- _TEXT SEGMENT_:
'''
Methods of assessing risk of psychiatric patient violence to be scrutinised

Procedures used by mental health professionals to assess the risk of patient violence are to be scrutinised as part of a programme to reduce the number of suicides and homicides by people with mental health problems.

The Department of Health is to launch a “risk management programme” in a bid to improve how psychiatrists, nurses and other professionals assess the risk of patients becoming violent or suicidal.

The government says between 55 and 60 homicides are committed by mental health patients per year, and around 1,000 people who have used mental health services commit suicide per year.

The government said last week it wants to develop a “national evidence framework” for assessing and managing risk and to develop guidance on information sharing between agencies about high-risk patients.

In a related measure, the government is to review the care programme approach (CPA) used by professionals to assess, plan, coordinate and review care of patients.

This review will aim to look at ways to reform the “cumbersome” and “bureaucratic” care planning process, and give patients more control over their care and choice of treatment. Proposals include strengthening the role of the care coordinator and improving information sharing between health, social care and criminal justice agencies.

Mental Health Minister Rosie Winterton said: “We need to be better at spotting the signs of danger, we need to improve the way agencies work together and we need to provide care that will help patients recover and regain their independence.”

Ms Winterton also emphasised that she plans to go ahead with supervised “community treatment orders” (CTOs). Plans for CTOs are to be included in a “streamlined” mental health bill. CTOs, already active in Scotland, aim to ensure that patients discharged from compulsory treatment in hospital continue to comply with treatment.

The Sainsbury Centre for Mental Health has different homicide figures to the government. It has previously stated that between 30 and 50 killings each year out of 800 are by people who are in contact with mental health services. And critics are accusing the government of failing to recognise that this “tiny” percentage of all homicides committed by people with mental health problems has not increased in the last 30 years.

They argue that making sure patients receive care and treatment when they request it will reduce violent or suicidal incidents more than increasing compulsory treatment

Mental health charity Mind’s chief executive, Paul Farmer, welcomed the reform of the CPA. He said that ” giving service users choice over their own care is crucial to wellbeing and recovery.”
'''
- _Dataset records_:
'''
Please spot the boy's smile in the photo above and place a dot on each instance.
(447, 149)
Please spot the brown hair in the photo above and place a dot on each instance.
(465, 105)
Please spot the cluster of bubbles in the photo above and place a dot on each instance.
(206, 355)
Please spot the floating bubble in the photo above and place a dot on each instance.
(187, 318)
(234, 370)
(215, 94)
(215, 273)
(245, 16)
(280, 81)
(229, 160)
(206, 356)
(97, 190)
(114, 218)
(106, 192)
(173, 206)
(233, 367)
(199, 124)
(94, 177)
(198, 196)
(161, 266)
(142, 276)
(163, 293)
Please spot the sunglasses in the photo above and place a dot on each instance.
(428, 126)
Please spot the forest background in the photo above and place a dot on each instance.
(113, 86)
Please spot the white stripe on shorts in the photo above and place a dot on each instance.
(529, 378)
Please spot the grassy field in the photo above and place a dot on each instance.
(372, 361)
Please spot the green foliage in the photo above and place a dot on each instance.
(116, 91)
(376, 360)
'''
- _ACTION ITEM 1_:
Answer these questions using the article on psychiatric violence risk assessment:
(a) According to the government, how many homicides are committed by mental health patients each year?
(b) Where are community treatment orders already active?
(c) Who is the chief executive of the mental health charity Mind?
- _ACTION ITEM 2_: Rewrite the passage of the article on psychiatric violence risk assessment between "Procedures used by" and "suicide per year.", inclusive, swapping "Department of Health" for "Ministry of Health".
- _ACTION ITEM 3_: Write the next part of the article on psychiatric violence risk assessment, continuing from the point where it stops.
The dataset listing has no connection to the article on psychiatric violence risk assessment.

- _RESPONSE 1_:
(a) Between 55 and 60.
(b) Scotland.
(c) Paul Farmer.

- _RESPONSE 2_:
Procedures used by mental health professionals to assess the risk of patient violence are to be scrutinised as part of a programme to reduce the number of suicides and homicides by people with mental health problems.

The Ministry of Health is to launch a “risk management programme” in a bid to improve how psychiatrists, nurses and other professionals assess the risk of patients becoming violent or suicidal.

The government says between 55 and 60 homicides are committed by mental health patients per year, and around 1,000 people who have used mental health services commit suicide per year.

- _RESPONSE 3_:
But he added that the government should be focusing on giving people “the right to help”.

“It is too often the case with the rare homicides committed by people with mental health problems that services have failed to engage with people who are actually going and asking them for help, let alone put together a care plan with them,” he said.

“Mind urges the government to review its approach to amending mental health legislation to ensure that the law empowers people by giving them the right to help when they ask for it. This is the best way to reduce the risk of tragic incidents occurring.

“Compulsory treatment cannot make any difference here, when the problem is not that people are refusing treatment, but that they are not being given treatment when they seek it.”

Kathryn Hill, director of mental health programmes with the Mental Health Foundation charity, said: “Despite what society is led to believe people with mental health problems actually pose very little danger to the public…Drugs and alcohol are a much bigger factor in homicides than mental illness.”

She added that people with mental health problems are more often the victims of violent crime and abuse both on the street and in inpatient settings. A National Patient Safety Agency report, published in July, revealed that from November 2003 to September 2005, there were 44,000 reported harmful incidents inside mental health settings, including 19 alleged rapes of patients. Most incidents were in inpatient settings.

The government’s measures are based on recommendations contained in an independent review of homicides by people diagnosed with a severe mental illness. It was carried out by Professor Tony Maden of Imperial College London.